Start of Block

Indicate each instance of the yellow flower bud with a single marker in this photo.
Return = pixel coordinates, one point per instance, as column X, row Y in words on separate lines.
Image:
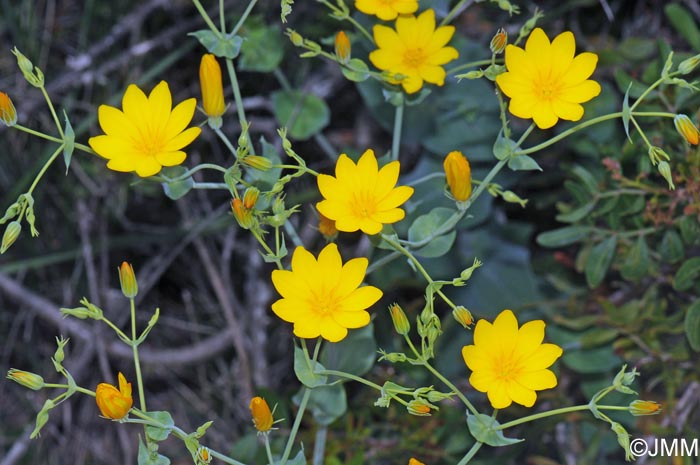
column 401, row 323
column 463, row 316
column 687, row 129
column 644, row 407
column 212, row 88
column 262, row 417
column 342, row 47
column 8, row 114
column 458, row 175
column 114, row 403
column 499, row 41
column 127, row 279
column 26, row 379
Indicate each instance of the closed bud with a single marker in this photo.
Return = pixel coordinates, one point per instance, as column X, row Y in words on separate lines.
column 257, row 162
column 458, row 174
column 212, row 89
column 687, row 129
column 462, row 316
column 665, row 171
column 8, row 114
column 262, row 416
column 342, row 47
column 11, row 234
column 398, row 317
column 127, row 280
column 26, row 379
column 511, row 197
column 688, row 65
column 644, row 407
column 499, row 41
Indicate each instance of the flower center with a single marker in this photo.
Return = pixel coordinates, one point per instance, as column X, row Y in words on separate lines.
column 414, row 57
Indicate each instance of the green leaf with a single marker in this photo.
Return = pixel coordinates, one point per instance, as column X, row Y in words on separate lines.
column 176, row 189
column 577, row 214
column 262, row 50
column 683, row 21
column 425, row 225
column 599, row 261
column 482, row 427
column 157, row 433
column 671, row 248
column 303, row 114
column 636, row 264
column 523, row 163
column 356, row 70
column 307, row 370
column 563, row 236
column 226, row 47
column 692, row 325
column 687, row 275
column 355, row 354
column 68, row 142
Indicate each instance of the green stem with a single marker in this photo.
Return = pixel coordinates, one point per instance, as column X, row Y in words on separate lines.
column 398, row 123
column 471, row 453
column 295, row 426
column 240, row 22
column 137, row 364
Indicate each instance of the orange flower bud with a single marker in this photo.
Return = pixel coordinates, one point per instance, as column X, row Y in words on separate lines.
column 212, row 88
column 687, row 129
column 127, row 280
column 8, row 114
column 342, row 47
column 262, row 417
column 458, row 175
column 114, row 403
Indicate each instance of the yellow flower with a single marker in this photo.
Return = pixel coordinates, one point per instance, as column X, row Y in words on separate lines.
column 362, row 196
column 508, row 363
column 8, row 114
column 114, row 403
column 687, row 129
column 459, row 176
column 323, row 297
column 545, row 81
column 416, row 50
column 212, row 88
column 387, row 10
column 148, row 134
column 262, row 417
column 127, row 280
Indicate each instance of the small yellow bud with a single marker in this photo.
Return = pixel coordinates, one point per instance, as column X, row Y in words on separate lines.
column 243, row 215
column 114, row 403
column 262, row 417
column 644, row 407
column 463, row 316
column 8, row 114
column 26, row 379
column 11, row 234
column 499, row 41
column 687, row 129
column 401, row 323
column 342, row 47
column 458, row 175
column 127, row 280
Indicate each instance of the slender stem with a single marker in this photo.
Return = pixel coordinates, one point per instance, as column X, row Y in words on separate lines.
column 240, row 22
column 237, row 97
column 295, row 426
column 398, row 123
column 207, row 19
column 53, row 111
column 471, row 453
column 137, row 364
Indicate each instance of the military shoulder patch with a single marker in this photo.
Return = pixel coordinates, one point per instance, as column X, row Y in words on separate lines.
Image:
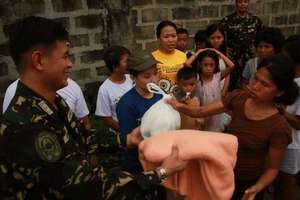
column 48, row 146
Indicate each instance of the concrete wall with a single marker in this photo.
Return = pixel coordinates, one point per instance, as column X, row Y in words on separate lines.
column 96, row 24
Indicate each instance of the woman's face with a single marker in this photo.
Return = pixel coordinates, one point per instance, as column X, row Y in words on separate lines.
column 242, row 6
column 265, row 50
column 168, row 39
column 262, row 87
column 216, row 39
column 208, row 66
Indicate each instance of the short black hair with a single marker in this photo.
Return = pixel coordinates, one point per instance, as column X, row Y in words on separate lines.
column 112, row 56
column 292, row 48
column 163, row 24
column 27, row 33
column 270, row 35
column 281, row 69
column 211, row 29
column 207, row 53
column 186, row 73
column 200, row 37
column 182, row 31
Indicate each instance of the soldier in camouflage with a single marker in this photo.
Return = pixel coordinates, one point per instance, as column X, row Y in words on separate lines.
column 45, row 153
column 240, row 30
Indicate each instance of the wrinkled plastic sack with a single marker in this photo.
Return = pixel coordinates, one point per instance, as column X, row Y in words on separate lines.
column 160, row 116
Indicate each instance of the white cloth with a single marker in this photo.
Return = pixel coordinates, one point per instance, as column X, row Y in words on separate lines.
column 72, row 94
column 109, row 94
column 295, row 109
column 291, row 159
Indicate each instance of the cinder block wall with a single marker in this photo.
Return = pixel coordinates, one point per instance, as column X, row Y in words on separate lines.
column 96, row 24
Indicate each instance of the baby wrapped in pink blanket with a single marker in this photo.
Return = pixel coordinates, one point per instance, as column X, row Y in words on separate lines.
column 212, row 157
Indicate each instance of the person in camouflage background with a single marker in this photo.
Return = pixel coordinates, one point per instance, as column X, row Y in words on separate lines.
column 240, row 29
column 45, row 153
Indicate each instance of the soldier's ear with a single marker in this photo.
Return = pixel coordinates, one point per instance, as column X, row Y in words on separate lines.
column 37, row 60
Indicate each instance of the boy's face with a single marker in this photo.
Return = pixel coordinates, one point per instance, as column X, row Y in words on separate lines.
column 56, row 65
column 187, row 85
column 265, row 50
column 143, row 78
column 200, row 45
column 182, row 41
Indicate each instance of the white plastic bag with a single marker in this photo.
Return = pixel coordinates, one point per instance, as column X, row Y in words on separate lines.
column 160, row 116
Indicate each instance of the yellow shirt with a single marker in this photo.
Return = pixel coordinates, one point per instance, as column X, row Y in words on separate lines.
column 169, row 66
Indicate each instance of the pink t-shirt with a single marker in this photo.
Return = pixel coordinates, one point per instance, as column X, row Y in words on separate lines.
column 210, row 91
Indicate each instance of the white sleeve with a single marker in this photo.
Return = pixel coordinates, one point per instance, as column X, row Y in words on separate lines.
column 103, row 107
column 9, row 95
column 81, row 110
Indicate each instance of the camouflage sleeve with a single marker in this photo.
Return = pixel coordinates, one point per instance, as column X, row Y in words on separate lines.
column 37, row 158
column 96, row 141
column 106, row 141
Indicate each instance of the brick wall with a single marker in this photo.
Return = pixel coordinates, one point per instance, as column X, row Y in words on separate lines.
column 95, row 24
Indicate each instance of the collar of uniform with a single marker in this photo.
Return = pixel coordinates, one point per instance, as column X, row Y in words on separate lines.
column 239, row 17
column 25, row 91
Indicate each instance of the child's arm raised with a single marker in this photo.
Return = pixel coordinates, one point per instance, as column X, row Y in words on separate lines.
column 228, row 62
column 197, row 111
column 193, row 57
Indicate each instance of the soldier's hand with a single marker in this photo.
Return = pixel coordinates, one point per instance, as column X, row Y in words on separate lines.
column 173, row 163
column 134, row 138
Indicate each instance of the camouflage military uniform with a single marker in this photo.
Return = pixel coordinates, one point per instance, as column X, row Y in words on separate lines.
column 240, row 33
column 44, row 154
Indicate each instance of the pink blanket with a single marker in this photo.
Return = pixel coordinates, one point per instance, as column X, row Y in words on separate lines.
column 209, row 173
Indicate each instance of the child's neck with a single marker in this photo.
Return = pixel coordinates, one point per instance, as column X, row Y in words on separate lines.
column 297, row 72
column 206, row 78
column 146, row 95
column 117, row 78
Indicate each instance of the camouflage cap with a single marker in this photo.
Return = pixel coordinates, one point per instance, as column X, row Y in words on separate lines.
column 140, row 63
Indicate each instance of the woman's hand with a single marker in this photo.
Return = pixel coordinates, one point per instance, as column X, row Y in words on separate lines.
column 134, row 138
column 173, row 163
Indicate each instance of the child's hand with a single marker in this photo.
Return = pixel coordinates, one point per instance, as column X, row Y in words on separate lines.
column 174, row 103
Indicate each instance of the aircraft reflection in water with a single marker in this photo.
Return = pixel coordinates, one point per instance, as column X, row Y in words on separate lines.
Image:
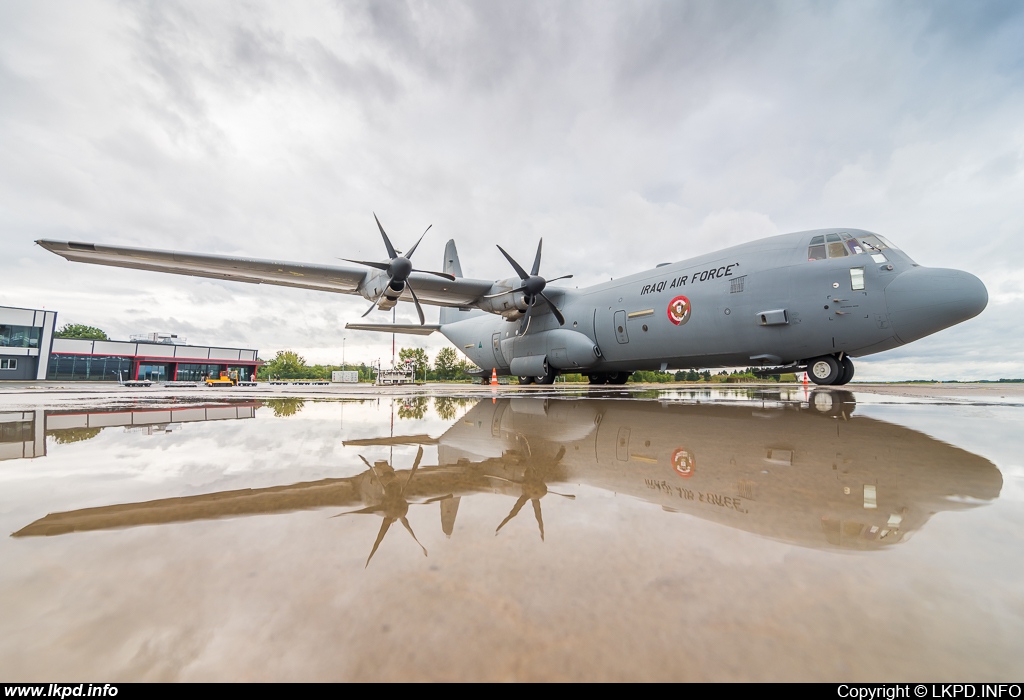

End of Block

- **WHAT NEEDS TO BE DONE**: Reproduce the listing above exactly from the line containing "Indicate each instance of the orange" up to and including the line containing "Indicate each instance of the short", omitting any images and everything outside those lines.

- **SOLUTION BELOW**:
Indicate each instance of the orange flower bud with a single marker in this photo.
Return = pixel coordinates, one point per instance, as column X, row Y in words on separate lines.
column 212, row 88
column 687, row 129
column 127, row 280
column 8, row 114
column 342, row 47
column 262, row 417
column 458, row 175
column 114, row 403
Indicate each instance of the yellow flower with a single marker in this photo.
Return = pixel coordinates, one point per instance, as column X, row Y in words on separate lines.
column 362, row 196
column 508, row 363
column 8, row 114
column 114, row 403
column 687, row 129
column 459, row 176
column 323, row 297
column 545, row 81
column 416, row 50
column 212, row 88
column 387, row 10
column 148, row 134
column 262, row 417
column 127, row 280
Indicate each instance of the small yellow bud with a single marker in this photo.
Return = pixel coordinates, one point per instance, as column X, row Y in words on separate lines.
column 243, row 215
column 114, row 403
column 262, row 417
column 644, row 407
column 463, row 316
column 8, row 114
column 26, row 379
column 11, row 234
column 499, row 41
column 687, row 129
column 401, row 323
column 342, row 47
column 458, row 175
column 127, row 280
Indicate each instance of the slender stem with a single marker in this photo.
Return = pixel coordinates, one point per instance, as column X, row Y in words on separate lines.
column 240, row 22
column 237, row 97
column 295, row 426
column 398, row 123
column 207, row 19
column 53, row 111
column 471, row 453
column 137, row 364
Indicate each instance of the military shoulder patch with a single marker in this photo.
Return = pixel coordinates, one point per instance, as column X, row Y in words on separate lines.
Image:
column 48, row 146
Indicate each instance of the concrete wall with a single marker in this photo.
Return = pixel coordinates, one point per instance, as column X, row Y in words on separate lines.
column 96, row 24
Indicate each instance of the woman's face with a single marker in this photo.
Return = pixel coordinates, one point per instance, as column X, row Y in words on separate lines.
column 242, row 6
column 265, row 50
column 168, row 39
column 262, row 87
column 216, row 39
column 208, row 66
Indicate each instance of the short black hair with a single marker in this photo.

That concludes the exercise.